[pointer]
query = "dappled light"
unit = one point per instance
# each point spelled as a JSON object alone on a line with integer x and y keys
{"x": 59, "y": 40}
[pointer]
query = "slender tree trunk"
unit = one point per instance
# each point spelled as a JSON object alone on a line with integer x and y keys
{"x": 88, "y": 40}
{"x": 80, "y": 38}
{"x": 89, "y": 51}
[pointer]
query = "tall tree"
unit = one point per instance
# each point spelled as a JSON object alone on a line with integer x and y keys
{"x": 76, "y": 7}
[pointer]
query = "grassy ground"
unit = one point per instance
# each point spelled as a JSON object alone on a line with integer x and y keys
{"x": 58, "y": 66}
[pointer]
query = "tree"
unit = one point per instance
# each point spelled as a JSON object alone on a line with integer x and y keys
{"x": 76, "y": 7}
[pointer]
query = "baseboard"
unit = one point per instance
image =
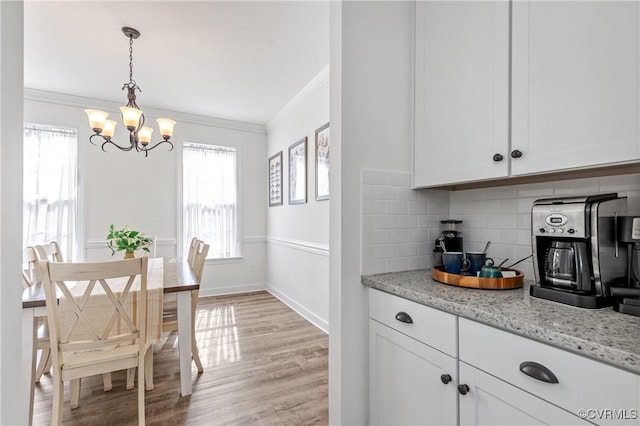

====

**PROBLEM TO SOLVE:** Copy out the data above to the letter, and keep every picture out of it.

**OUTPUT OF THE EXERCISE:**
[pointer]
query = "dappled light"
unit = one point per instance
# each point spelled as a JSON object alone on a line with integer x and y keys
{"x": 59, "y": 40}
[pointer]
query = "slender tree trunk"
unit = one point per instance
# each point spelled as a JSON object alone on a line with integer x and y keys
{"x": 88, "y": 40}
{"x": 80, "y": 38}
{"x": 89, "y": 51}
[pointer]
query = "tall tree"
unit = one point per instance
# each point spelled as a JSON object alone on a line with integer x and y keys
{"x": 76, "y": 7}
[pointer]
query = "grassy ground"
unit = one point per instance
# each point spelled as a JSON object alone on a line with integer x and y keys
{"x": 58, "y": 66}
[pointer]
query = "tree"
unit = one point per instance
# each point spelled as a JSON object alone on a line with integer x and y keys
{"x": 76, "y": 7}
[pointer]
query = "baseboard"
unit = one point per instance
image =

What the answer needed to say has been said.